── Material supplied ──
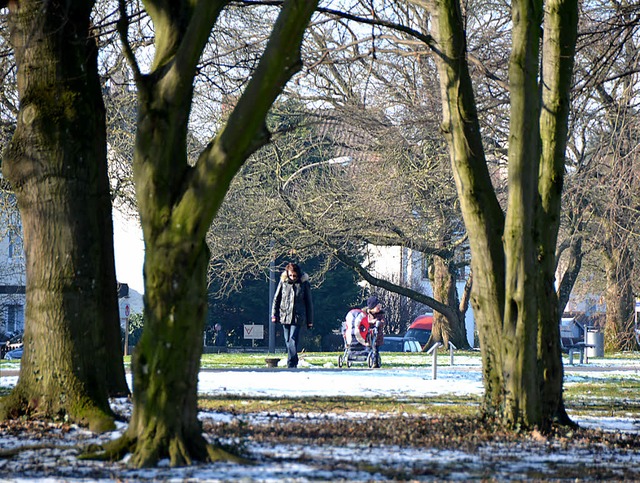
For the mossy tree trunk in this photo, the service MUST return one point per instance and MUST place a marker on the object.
(450, 327)
(177, 204)
(56, 163)
(512, 256)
───
Given exercise
Copy the material above word for word, line by line, and leave out the picture.

Right answer
For the mossy tree trunk in this photo, the service MUST return one point per instance and MUST place a marker on the object.
(450, 327)
(177, 204)
(56, 163)
(512, 256)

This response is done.